_TEXT EXTRACT_:

How To Use Both DBCS and SBCS in a String

In host codes, the shift─out/shift─in control characters (SO/SI) are used as delimiters to distinguish DBCS characters when used with SBCS ones.

               ┌─ Control Character ──┐
               │                      │
               V                      V
┌───────────┬────┬─────────────────┬────┬───────────┐
│ SBCS Data │ SO │    DBCS Data    │ SI │ SBCS Data │
└───────────┴────┴─────────────────┴────┴───────────┘

SO (0EH): Shift out from SBCS (Start of DBCS characters)
SI (0FH): Shift in to SBCS (End of DBCS characters)

Note: Some host products support pure DBCS strings or fields, which contains DBCS string without SO/SI.

PC code pages, however, require no delimiters such as SO/SI control characters because the code ranges of the first bytes of DBCS characters do not overlap SBCS characters. Code Ranges of DBCS First Bytes shows the code ranges of DBCS first bytes.

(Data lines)
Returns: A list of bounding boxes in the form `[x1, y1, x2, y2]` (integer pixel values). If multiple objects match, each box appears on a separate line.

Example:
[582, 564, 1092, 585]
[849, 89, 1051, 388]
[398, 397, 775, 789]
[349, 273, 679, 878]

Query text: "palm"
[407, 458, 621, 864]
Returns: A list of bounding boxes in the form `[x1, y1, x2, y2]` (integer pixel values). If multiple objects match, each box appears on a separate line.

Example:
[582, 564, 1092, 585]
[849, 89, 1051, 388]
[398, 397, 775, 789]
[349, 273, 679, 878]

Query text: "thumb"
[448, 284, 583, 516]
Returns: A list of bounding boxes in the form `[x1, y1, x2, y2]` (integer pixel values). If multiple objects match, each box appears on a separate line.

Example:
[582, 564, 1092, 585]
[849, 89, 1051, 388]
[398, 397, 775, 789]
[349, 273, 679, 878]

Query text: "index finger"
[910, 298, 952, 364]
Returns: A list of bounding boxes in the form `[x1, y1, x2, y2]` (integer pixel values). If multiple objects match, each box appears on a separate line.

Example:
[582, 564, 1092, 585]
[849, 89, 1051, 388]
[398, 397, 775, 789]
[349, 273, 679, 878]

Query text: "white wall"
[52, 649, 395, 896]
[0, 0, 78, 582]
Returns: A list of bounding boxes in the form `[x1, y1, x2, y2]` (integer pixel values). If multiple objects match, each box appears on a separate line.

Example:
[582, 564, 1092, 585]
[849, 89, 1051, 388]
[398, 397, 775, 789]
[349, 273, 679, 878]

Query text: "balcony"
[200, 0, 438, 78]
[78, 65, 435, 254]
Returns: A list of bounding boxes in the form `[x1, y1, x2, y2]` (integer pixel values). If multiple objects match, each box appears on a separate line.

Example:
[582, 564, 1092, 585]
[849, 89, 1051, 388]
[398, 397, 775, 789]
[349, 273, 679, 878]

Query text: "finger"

_PARTS OF THE EXERCISE_:
a – Copy the passage on mixing DBCS and SBCS in a string, beginning at the words "How To Use Both" and stopping after "(End of DBCS characters)".
b – Please extend the passage on mixing DBCS and SBCS in a string, picking up after its final sentence.

_ANSWERS TO THE EXERCISE_:
a –
How To Use Both DBCS and SBCS in a String

In host codes, the shift─out/shift─in control characters (SO/SI) are used as delimiters to distinguish DBCS characters when used with SBCS ones.

               ┌─ Control Character ──┐
               │                      │
               V                      V
┌───────────┬────┬─────────────────┬────┬───────────┐
│ SBCS Data │ SO │    DBCS Data    │ SI │ SBCS Data │
└───────────┴────┴─────────────────┴────┴───────────┘

SO (0EH): Shift out from SBCS (Start of DBCS characters)
SI (0FH): Shift in to SBCS (End of DBCS characters)

b –
┌──────────────────────────────┬────────────────┬────────────────┐
│ Language                     │ Code Ranges of │ Code Ranges of │
│       (Combined Code page)   │ DBCS 1st Byte  │ DBCS 2nd Byte  │
├──────────────────────────────┼────────────────┼────────────────┤
│ Japanese    (932/942)        │  81─9F, E0─FC  │  40─7E, 80─FC  │
│ Korean      (949)            │  8F─FE         │  A1─FE         │
│ S. Chinese  (1381)           │  8C─FE         │  A1─FE         │
│ T. Chinese  (938/948)        │  81─FC         │  40─7E, 80─FC  │
│ T. Chinese  (950)            │  81─FE         │  40─7E, 81─FE  │
└──────────────────────────────┴────────────────┴────────────────┘
Code Ranges of DBCS First Bytes

Note:

Once the first byte of a DBCS character is identified by the above test, it should be handled together with its succeeding byte as one DBCS character.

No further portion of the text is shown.